• ASSIGNMENT:
Below are some entries; state how many of their lines include the word "horse" and give no more than that number.

• DATA EXTRACT:
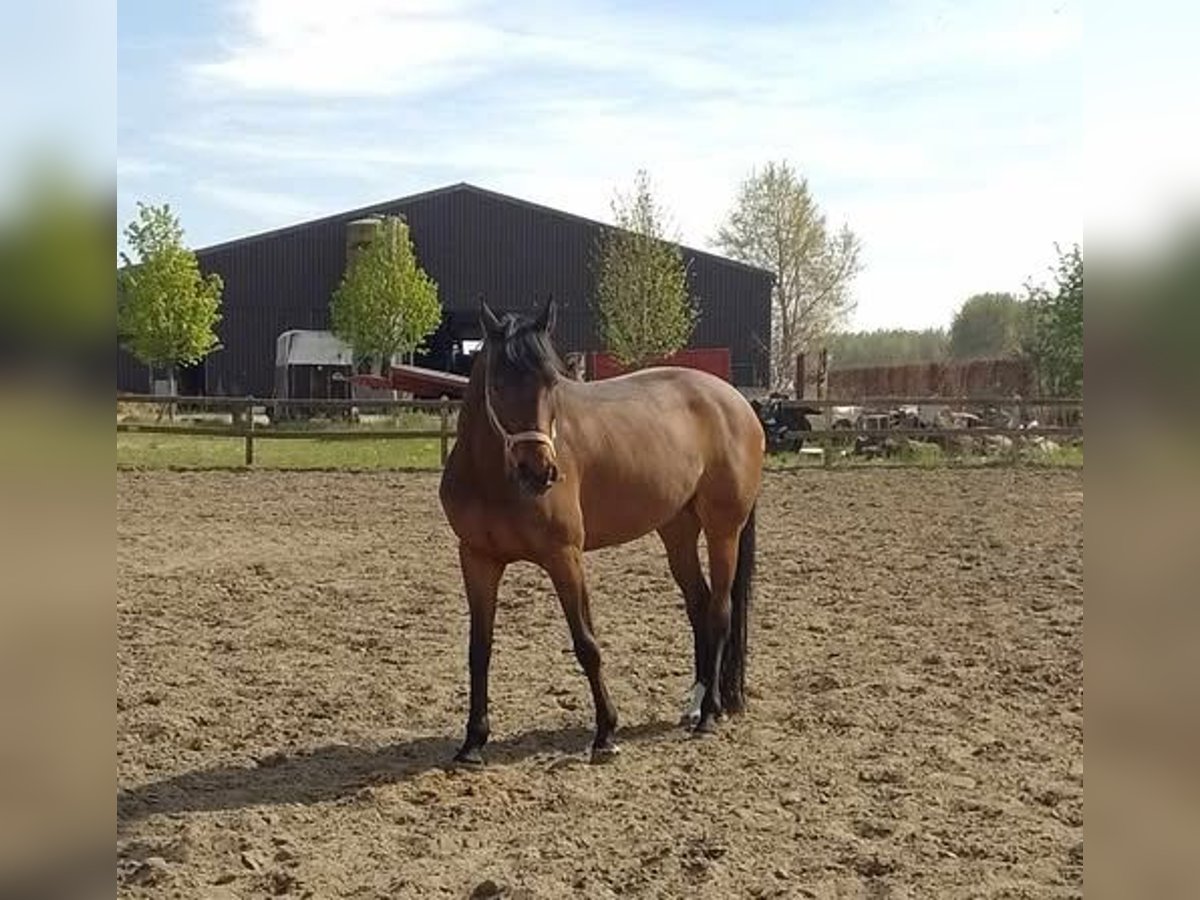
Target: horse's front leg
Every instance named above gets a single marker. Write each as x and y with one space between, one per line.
565 569
481 576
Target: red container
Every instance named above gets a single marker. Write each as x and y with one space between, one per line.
707 359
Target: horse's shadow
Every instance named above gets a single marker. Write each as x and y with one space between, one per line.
329 773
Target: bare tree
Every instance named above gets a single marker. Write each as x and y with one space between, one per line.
777 225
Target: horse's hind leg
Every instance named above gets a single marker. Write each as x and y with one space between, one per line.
567 571
681 538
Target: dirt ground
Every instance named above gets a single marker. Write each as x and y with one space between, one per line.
293 682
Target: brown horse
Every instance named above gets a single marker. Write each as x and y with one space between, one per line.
546 468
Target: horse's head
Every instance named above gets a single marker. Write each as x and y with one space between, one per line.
521 371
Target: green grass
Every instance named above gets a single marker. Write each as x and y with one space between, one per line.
163 451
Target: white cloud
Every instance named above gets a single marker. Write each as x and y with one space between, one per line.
268 208
946 133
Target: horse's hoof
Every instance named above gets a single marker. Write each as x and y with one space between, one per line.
689 719
469 759
604 753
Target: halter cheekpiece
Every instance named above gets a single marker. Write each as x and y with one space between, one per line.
521 437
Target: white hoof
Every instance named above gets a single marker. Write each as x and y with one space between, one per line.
691 712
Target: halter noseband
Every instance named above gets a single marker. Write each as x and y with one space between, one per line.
521 437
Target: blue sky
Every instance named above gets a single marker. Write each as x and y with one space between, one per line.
949 136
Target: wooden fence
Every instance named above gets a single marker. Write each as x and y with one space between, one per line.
828 435
243 425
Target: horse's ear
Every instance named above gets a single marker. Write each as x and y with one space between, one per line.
487 319
546 321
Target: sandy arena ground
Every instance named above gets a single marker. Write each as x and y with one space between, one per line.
293 682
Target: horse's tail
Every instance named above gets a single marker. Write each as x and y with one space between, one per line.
733 660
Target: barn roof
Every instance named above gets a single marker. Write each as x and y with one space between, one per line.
461 187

• RESPONSE:
8